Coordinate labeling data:

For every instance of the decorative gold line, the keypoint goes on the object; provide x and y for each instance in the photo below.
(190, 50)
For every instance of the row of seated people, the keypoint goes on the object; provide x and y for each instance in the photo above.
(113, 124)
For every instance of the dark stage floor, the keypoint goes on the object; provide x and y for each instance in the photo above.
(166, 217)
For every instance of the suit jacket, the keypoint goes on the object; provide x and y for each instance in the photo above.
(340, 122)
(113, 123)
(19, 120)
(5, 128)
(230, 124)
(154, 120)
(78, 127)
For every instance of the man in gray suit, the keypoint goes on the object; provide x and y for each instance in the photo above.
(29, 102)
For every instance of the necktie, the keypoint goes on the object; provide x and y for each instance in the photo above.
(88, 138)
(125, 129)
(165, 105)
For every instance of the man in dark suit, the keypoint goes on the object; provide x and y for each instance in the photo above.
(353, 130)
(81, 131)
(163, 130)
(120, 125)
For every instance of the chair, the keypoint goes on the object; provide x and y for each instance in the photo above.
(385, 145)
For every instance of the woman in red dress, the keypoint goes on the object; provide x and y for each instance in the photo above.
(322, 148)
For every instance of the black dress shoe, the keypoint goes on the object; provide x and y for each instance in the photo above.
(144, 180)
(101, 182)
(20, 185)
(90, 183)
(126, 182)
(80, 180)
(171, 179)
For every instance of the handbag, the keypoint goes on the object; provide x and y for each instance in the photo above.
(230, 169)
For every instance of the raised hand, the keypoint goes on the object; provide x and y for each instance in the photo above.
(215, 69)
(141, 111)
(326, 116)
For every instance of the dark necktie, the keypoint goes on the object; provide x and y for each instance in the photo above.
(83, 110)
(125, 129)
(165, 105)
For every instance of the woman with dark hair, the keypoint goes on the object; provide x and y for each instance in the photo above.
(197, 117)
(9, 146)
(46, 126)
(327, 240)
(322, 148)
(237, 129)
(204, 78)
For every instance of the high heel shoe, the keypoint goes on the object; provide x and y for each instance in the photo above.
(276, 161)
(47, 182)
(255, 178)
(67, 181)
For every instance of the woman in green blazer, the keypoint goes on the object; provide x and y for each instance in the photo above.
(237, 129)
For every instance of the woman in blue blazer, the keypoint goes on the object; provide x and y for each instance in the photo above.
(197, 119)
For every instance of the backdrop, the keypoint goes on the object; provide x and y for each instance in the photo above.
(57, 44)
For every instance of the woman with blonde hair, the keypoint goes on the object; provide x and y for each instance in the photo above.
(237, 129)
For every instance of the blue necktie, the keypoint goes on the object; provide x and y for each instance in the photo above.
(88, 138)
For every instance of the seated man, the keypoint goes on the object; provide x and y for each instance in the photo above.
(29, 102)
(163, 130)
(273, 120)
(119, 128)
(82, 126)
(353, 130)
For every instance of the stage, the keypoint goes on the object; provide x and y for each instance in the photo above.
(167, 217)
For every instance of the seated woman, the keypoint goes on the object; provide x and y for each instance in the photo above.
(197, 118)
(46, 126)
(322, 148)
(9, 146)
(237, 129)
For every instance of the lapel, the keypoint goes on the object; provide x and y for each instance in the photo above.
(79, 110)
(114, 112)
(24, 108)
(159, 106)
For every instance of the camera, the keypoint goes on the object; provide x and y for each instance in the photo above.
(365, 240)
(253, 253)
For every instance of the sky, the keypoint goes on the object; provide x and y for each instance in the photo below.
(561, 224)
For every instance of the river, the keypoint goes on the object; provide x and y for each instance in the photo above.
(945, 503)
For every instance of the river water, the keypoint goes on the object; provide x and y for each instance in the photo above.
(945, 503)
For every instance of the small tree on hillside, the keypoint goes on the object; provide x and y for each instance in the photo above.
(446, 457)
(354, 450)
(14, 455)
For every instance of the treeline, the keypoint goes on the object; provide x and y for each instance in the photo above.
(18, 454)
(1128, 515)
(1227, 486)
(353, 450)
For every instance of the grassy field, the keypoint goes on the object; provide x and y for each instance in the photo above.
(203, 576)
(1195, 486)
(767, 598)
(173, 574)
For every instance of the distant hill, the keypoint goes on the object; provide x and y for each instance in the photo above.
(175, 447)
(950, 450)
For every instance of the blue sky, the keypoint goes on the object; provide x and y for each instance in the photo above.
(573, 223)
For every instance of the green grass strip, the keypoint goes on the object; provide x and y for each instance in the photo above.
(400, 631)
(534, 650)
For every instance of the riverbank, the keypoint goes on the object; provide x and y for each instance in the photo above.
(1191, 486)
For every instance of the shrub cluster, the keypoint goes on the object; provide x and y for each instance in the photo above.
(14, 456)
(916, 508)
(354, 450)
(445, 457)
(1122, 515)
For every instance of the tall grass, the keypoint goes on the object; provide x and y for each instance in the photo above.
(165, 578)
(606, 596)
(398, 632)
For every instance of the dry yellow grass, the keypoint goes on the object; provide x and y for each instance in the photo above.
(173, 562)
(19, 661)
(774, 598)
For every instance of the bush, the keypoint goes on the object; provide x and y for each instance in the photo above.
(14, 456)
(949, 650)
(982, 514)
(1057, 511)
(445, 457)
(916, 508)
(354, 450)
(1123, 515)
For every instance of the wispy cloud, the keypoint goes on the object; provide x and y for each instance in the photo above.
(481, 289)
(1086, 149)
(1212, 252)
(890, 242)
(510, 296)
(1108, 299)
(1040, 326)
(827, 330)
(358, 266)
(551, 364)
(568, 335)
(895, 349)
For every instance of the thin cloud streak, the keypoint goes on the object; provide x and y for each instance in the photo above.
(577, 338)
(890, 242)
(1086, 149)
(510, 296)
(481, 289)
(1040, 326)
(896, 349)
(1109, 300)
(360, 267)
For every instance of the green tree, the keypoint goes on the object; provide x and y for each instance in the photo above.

** The task **
Restate the whole listing exactly, leaving out nothing.

** Solution **
For every instance of the decorative gold line, the keypoint goes on the object; provide x and y for each instance in the photo below.
(190, 50)
For every instance of the row of seated people, the keypoint goes on the object; provide x and y for each instance in the photo above.
(113, 124)
For every instance of the dark stage floor, the keypoint goes on the object; provide x and y for each instance in the photo above.
(166, 217)
For every instance of the suit jacket, the keypoint goes on the object; provide x and y for each instance in the photo above.
(340, 122)
(113, 123)
(19, 120)
(5, 128)
(230, 124)
(154, 120)
(78, 127)
For every instance of the man in gray suit, the keypoint goes on the object; provide x and y for each instance in the photo above.
(29, 102)
For every instance of the necktie, the keypoint goes on the object; provide x and y for each instance in the photo above.
(88, 138)
(125, 129)
(165, 105)
For every instance of the man in dark suit, the keypoint goes on the object; provide x and y for each instance in the photo above.
(353, 130)
(81, 131)
(163, 130)
(120, 125)
For every instance of the chair, the keypoint goes on the object; provide x and y for each instance in the photo above.
(385, 145)
For every instance of the woman in red dress, the keypoint goes on the object; provide x and y for each instance in the photo above.
(322, 148)
For every instance of the black dress shoe, the keypoint goes on the object; provide x and y for each instance in the photo above.
(144, 180)
(101, 182)
(20, 185)
(90, 183)
(126, 182)
(80, 180)
(171, 179)
For every instance of the handbag, the keypoint goes on the object; provide x and y for each instance in the photo above.
(230, 169)
For every instance of the raised hand, the keypoint goes on the object; provide x and y for each instance in the photo above.
(215, 69)
(141, 111)
(326, 116)
For every instance of the dark necktie, the keypoint goes on the object; provide x and y for each instance in the photo above.
(83, 110)
(125, 129)
(165, 105)
For every instance of the woman with dark hair, the keypoint goes on the object; provide x and y for each instance in the photo above.
(197, 117)
(9, 146)
(46, 126)
(327, 240)
(322, 148)
(237, 129)
(204, 78)
For every instance of the high heel shoe, the keypoint goes on the object; provide x and y for each instance in the photo above.
(276, 161)
(47, 182)
(255, 178)
(67, 181)
For every instance of the woman in green blazer, the keypoint goes on the object; provide x and y for each instance in the photo above.
(237, 129)
For every instance of the woman in blue blazer, the keypoint goes on the object; provide x and y for each instance in the photo above.
(197, 119)
For every instance of the backdrop, the keypoint goes on the object; provide x and y for each instance in the photo above.
(57, 44)
For every instance of the woman with blonde hair, the keypoint goes on the object; provide x and y for each instance in the photo above.
(237, 129)
For every instance of the blue necktie, the keypoint goes on the object; provide x and y for each instance in the photo above.
(88, 138)
For every instance of the seated man, the keypoint goes on the object; provide x and y for each instance in the photo above.
(29, 102)
(163, 130)
(273, 120)
(119, 128)
(82, 126)
(353, 130)
For every instance of the stage, the keypoint goes on the object; provide x and y for each instance in the photo above.
(167, 217)
For every instance of the seated woman, the keypoint goes on the object; provide x and y for each instance in the photo above.
(197, 118)
(46, 126)
(322, 148)
(9, 146)
(237, 129)
For every instance of the lapel, the keypoint goes on the object; provide x and y for each instance in the photo above.
(79, 110)
(114, 112)
(24, 108)
(159, 106)
For every instance of the camera, the keypoint goes on the object; provide x and y for each instance in the photo above.
(365, 240)
(253, 253)
For every instance of the sky, the keypoint goes on the object; provide x and y for each instance in the photo below.
(561, 224)
For every instance of the river, the keypoint goes on the object; provide x and y for each instance in the photo above.
(945, 503)
For every instance of the river water, the keypoint goes on the object; provide x and y for each instance in the photo above.
(945, 503)
For every instance of the small tree on hillside, the keypoint goes on the object; provide x and y for each instance in the photo above.
(446, 457)
(354, 450)
(14, 455)
For every instance of the treeline, the keypoint goes on the object; provide x and y for each instance in the photo above.
(18, 454)
(1128, 515)
(1227, 486)
(353, 450)
For every instance of the grassy field, the keypoint goes on the object; provide x and y for each instance in the photo above.
(203, 576)
(1195, 486)
(767, 598)
(173, 574)
For every instance of the distant hill, the keypoint goes on the object; provide x and y for each instance in the photo above.
(175, 447)
(950, 450)
For every instance of the blue sky, the keypoint goes on the object; provide x and y for each instance in the photo above.
(573, 223)
For every instance of the green grass strip, the keypoint goes on the object; provide x and y for each instance in the photo above.
(400, 631)
(534, 650)
For every instance of the riverbank, the keypoint goes on the object; provide x and y for each instance in the photo above.
(1191, 486)
For every instance of the shrub cluster, the keypoint goes on the object; provide x and y for each instance in the photo above.
(14, 456)
(916, 508)
(354, 450)
(445, 457)
(1122, 515)
For every instance of the tall grass, the keypoint goes on the object; provide x and y for each instance in the photo above.
(165, 578)
(606, 596)
(398, 632)
For every instance of the dry yellow grass, the keypoint goes on the object; provide x and y for each instance in the photo above.
(173, 562)
(19, 661)
(774, 598)
For every instance of the bush, the keypoint goes on the object; provide x and y for each instance in the photo above.
(14, 456)
(949, 650)
(982, 514)
(1057, 511)
(445, 457)
(916, 508)
(354, 450)
(1123, 515)
For every instance of the wispy cloud, the keypoint goes on the object; provide x and y for each instance in the photo above.
(481, 289)
(1086, 149)
(1212, 252)
(890, 242)
(510, 296)
(1108, 299)
(1040, 326)
(827, 330)
(358, 266)
(551, 364)
(568, 335)
(895, 349)
For every instance of the thin cloud streak, the keypoint goes on the object; provide x and y for each instance in the photo above.
(577, 338)
(890, 242)
(1086, 149)
(510, 296)
(481, 289)
(1040, 326)
(896, 349)
(1109, 300)
(360, 267)
For every instance of the green tree, the keypoint goes on the object; provide x and y for each instance in the photo above.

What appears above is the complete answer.